• **REQUIRED ACTION**:
Continue the piece on the employee retention credit from its last sentence, carrying on with the OBBBA changes it has begun to list.

• **QUOTED PASSAGE**:
- - - -

The employee retention credit (ERC), once a valuable incentive for businesses that kept employees on payroll during the COVID-19 pandemic, has entered a new and more restrictive phase. With recent legislative changes under the One Big Beautiful Bill Act (OBBBA), employers must reevaluate their eligibility and documentation to avoid harsh penalties and disallowed claims.
What is the ERC?
Originally introduced under the Coronavirus Aid, Relief, and Economic Security (CARES) Act, the ERC offered a refundable payroll tax credit to eligible employers who retained employees during pandemic-related disruptions. It applied to wages paid after March 12, 2020, and before Oct. 1, 2021, with enhanced benefits for recovery startup businesses through Dec. 31, 2021. The credit’s scope and eligibility have changed several times since then, causing some confusion and, unfortunately, exploitation.
Key ERC changes under OBBBA
According to the IRS, more than 3.5 million ERC claims have been filed, many of which are still being audited. Recent legislative changes, like those made under the OBBBA aim to tighten control and close avenues for abuse.
1. Disallowance of New ERC claims after January 31, 2024
Under OBBBA, any ERC claims filed after Jan. 31, 2024, are disallowed, even if it would have been valid under previous statute of limitations rules. This retroactive cutoff directly responds to widespread questionable filings and places a hard stop on new refund requests.

- - - -

• **DATASET CONTENT**:
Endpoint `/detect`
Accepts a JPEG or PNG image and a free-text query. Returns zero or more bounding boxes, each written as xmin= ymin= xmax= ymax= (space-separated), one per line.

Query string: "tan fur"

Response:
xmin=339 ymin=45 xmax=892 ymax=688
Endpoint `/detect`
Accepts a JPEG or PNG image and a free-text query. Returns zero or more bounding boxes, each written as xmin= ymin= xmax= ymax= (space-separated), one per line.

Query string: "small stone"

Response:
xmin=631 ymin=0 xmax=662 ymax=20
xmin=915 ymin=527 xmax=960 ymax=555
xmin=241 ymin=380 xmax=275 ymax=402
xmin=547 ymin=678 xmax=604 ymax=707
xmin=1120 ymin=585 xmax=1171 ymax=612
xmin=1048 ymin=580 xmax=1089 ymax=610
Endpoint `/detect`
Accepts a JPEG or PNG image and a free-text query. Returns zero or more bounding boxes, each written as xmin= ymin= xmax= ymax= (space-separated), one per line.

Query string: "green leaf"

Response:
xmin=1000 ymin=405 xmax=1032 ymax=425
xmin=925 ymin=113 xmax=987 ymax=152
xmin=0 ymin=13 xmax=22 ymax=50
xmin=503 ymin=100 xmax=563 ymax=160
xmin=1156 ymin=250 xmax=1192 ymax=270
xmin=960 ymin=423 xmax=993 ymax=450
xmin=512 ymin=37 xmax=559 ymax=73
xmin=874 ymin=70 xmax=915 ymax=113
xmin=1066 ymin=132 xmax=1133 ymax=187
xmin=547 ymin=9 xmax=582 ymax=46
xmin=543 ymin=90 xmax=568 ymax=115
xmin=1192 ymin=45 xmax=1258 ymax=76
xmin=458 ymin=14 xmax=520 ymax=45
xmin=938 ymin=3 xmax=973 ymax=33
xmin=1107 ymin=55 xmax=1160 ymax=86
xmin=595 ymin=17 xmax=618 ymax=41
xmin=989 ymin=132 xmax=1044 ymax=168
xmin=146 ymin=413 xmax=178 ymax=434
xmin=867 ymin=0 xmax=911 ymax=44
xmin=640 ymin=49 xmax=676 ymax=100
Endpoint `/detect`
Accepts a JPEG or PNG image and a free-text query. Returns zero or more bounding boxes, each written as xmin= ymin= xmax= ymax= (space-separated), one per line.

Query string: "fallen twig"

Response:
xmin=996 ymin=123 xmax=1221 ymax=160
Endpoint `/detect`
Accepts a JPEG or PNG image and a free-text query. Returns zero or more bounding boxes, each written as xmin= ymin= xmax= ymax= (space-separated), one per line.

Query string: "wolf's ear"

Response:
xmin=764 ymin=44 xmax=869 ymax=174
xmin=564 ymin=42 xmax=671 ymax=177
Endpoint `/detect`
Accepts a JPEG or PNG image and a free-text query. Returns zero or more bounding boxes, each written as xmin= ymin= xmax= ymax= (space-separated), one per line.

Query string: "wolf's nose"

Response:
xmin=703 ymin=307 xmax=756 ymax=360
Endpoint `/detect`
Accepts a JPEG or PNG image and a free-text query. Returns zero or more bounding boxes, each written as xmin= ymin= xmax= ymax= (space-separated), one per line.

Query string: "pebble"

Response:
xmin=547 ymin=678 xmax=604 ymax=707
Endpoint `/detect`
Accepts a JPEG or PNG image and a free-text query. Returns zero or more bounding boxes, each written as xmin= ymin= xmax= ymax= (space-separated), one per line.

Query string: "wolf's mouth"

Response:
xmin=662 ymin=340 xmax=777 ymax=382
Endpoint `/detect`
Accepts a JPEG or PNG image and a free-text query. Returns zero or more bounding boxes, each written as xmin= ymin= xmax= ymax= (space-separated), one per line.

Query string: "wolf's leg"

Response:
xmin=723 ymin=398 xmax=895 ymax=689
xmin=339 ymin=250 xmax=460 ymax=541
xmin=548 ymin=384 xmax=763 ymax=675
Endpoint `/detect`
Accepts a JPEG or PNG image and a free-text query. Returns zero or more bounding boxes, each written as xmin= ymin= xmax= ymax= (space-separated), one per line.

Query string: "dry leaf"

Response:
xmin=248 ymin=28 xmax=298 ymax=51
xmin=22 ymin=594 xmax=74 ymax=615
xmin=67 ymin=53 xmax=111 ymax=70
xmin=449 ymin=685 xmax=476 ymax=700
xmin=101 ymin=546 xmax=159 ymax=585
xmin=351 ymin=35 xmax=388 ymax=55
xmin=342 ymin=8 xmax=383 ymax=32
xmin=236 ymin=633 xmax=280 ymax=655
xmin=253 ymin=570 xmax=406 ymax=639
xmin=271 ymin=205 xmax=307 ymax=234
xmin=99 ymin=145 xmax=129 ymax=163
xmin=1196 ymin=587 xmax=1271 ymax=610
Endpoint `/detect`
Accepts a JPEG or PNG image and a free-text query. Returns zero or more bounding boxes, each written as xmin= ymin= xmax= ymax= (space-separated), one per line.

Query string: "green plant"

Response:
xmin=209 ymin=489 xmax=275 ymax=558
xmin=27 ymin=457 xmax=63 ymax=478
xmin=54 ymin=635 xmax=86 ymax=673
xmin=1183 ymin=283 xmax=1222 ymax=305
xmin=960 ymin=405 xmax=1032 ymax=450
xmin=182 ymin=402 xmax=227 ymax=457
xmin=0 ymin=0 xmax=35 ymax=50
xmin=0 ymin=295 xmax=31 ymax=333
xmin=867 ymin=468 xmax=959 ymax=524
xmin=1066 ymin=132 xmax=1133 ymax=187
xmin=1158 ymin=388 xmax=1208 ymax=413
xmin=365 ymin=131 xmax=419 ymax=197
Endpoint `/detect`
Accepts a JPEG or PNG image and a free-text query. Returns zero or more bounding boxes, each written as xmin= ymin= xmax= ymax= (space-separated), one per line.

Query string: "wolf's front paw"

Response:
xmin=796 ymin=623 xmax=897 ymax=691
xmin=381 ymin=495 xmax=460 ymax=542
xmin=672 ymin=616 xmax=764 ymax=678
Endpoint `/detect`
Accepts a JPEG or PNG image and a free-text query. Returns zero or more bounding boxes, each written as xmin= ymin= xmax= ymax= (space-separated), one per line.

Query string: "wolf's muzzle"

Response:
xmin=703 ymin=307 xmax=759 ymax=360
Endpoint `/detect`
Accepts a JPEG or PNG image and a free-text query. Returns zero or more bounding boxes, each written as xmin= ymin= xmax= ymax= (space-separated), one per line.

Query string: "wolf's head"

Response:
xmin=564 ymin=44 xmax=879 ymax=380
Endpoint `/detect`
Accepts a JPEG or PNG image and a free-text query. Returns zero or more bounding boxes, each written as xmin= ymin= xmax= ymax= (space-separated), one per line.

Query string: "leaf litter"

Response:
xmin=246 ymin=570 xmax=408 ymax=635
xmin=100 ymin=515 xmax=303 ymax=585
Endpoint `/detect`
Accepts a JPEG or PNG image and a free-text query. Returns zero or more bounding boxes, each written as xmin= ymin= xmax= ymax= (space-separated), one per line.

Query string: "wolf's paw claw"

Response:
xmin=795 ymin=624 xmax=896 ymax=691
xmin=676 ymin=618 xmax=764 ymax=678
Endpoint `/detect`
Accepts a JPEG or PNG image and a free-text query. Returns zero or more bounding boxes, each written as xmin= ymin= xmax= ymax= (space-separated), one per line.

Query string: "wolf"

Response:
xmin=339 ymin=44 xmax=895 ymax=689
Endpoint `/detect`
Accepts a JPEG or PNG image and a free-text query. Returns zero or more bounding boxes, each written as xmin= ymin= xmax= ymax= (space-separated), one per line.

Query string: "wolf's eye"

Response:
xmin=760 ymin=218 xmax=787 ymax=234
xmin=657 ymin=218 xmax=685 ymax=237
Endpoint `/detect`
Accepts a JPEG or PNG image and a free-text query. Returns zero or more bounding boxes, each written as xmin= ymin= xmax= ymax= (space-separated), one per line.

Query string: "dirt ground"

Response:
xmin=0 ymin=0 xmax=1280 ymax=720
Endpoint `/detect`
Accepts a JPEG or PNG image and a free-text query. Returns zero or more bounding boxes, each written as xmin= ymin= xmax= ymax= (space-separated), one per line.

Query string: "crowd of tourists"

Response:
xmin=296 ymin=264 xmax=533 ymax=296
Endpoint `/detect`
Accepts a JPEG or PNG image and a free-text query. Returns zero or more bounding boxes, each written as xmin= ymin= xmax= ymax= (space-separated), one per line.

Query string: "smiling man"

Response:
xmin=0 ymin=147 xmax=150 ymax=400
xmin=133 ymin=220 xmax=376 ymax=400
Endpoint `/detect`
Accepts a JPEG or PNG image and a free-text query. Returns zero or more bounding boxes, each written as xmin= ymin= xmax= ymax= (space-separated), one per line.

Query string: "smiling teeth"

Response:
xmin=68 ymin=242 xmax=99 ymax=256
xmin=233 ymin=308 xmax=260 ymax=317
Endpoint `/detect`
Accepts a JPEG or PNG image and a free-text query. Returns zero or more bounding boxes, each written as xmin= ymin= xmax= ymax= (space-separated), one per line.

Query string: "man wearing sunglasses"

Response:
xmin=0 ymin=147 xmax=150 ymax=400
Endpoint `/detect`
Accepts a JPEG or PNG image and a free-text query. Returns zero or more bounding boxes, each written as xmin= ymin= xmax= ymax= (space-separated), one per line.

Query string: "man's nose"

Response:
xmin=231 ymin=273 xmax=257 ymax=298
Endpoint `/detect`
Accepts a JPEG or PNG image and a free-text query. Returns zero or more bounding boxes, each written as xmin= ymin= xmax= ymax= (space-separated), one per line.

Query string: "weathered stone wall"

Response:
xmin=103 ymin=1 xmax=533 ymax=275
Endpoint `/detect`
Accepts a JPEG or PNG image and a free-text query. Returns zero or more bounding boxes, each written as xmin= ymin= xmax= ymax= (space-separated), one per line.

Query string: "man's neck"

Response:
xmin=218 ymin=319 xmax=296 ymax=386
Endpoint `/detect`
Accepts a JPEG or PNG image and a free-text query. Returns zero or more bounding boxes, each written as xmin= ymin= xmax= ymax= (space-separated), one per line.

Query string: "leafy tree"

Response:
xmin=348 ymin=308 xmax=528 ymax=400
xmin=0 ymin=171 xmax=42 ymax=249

- - - -

• **SOLVED PROBLEM**:
This means employers that missed the deadline can no longer claim the credit, even for legitimate reasons. It’s a sharp deviation from standard tax practice and a sign of how seriously Congress is treating ERC enforcement.
2. Extended statute of limitations
For claims related to wages paid in Q3 and Q4 of 2021, the statute of limitations has been extended from three years to six years, now expiring on April 15, 2028. This extension gives the IRS a longer window to audit and assess existing claims. Businesses that already filed should retain records and documentation through that date, especially if their claim involves the second half of 2021. Employers should retain all supporting documentation for these claims through at least April 15, 2028, to be prepared for potential IRS examinations.
3. Increased penalties for improper claims
The OBBBA introduces a new $1,000 per-failure civil penalty on “covid-era promoters” and taxpayers who file improper ERC claims. An additional 20% penalty will be assessed on excessive refund claims as well. The IRS wants to ensure claims were made based on accurate eligibility standards, inflated revenue loss calculations, or mischaracterized shutdowns.
The penalties for inaccurate or fraudulent claims could include repayment of the credit, interest, and additional fines. Employers are encouraged to review claims already filed to ensure full compliance with IRS guidance.
Who should still be concerned?
Although the credit can no longer be claimed, employers who already filed, or plan to defend claims during an audit, must stay informed. Here’s what businesses should focus on:
- Documentation: Maintain records supporting ERC eligibility, such as comparisons of gross receipts and governmental orders that impacted operations.
- Audit preparedness: Be ready for scrutiny, especially for high-dollar claims or those filed close to the Jan. 31, 2024, deadline.
- Promoter due diligence: Businesses that relied on third-party firms to calculate or submit ERC claims should verify that those filings followed IRS rules. The IRS continues to publish warnings about aggressive ERC mills.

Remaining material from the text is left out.